● **Aim**: Retype the records below line for line, without changing anything.

--- START OF Record excerpts ---

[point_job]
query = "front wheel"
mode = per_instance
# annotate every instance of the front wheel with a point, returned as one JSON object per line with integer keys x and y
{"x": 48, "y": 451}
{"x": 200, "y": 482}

--- END OF Record excerpts ---

● **Solution to this exercise**:
[point_job]
query = "front wheel"
mode = per_instance
# annotate every instance of the front wheel with a point, returned as one JSON object per line with integer keys x and y
{"x": 48, "y": 451}
{"x": 200, "y": 482}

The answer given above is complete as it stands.